* **Natural-language object grounding data**

┌──

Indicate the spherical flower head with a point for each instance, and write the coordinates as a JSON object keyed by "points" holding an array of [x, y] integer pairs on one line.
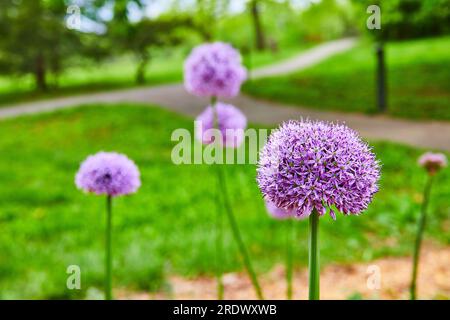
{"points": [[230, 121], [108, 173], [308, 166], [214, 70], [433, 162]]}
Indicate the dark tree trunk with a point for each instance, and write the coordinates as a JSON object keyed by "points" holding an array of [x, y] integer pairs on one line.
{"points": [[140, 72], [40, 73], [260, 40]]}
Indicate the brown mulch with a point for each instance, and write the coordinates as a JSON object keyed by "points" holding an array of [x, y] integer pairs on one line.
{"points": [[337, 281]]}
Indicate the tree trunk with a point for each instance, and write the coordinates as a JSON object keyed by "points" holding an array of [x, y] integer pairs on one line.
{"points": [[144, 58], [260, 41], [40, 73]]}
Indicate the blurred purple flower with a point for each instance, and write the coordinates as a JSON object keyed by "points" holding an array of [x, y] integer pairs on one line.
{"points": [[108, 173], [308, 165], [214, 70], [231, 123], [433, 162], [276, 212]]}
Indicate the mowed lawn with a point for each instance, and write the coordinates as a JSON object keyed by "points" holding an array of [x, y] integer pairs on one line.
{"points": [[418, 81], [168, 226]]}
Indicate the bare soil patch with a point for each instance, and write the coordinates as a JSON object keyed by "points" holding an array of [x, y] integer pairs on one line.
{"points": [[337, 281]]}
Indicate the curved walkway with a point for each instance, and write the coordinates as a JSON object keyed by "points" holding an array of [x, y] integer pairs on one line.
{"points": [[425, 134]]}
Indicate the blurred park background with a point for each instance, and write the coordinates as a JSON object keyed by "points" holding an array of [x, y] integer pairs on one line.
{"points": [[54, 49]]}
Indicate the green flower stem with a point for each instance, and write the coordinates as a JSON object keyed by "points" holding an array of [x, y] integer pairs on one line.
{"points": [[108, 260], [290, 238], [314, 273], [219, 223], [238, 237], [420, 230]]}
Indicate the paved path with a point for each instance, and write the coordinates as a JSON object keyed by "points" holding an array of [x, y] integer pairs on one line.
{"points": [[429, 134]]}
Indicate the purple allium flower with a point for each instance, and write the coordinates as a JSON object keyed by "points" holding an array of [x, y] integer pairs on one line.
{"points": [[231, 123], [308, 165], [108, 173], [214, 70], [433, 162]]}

└──

* **Your instructions**
All lines from the one with "Indicate the paved" through the end of the records need to be copied exactly, and no other lines.

* **Solution to this task**
Indicate the paved path with a point for each instance, and write the coordinates as a JSON object keyed by "points" holding an array of [x, y] integer pairs on one line.
{"points": [[429, 134]]}
Indicate the purple allium flower with a point for each instance, and write the coordinates as a JSON object keyed by "points" holding an array of [x, y] integer pairs on one line.
{"points": [[231, 123], [308, 165], [108, 173], [214, 70], [433, 162]]}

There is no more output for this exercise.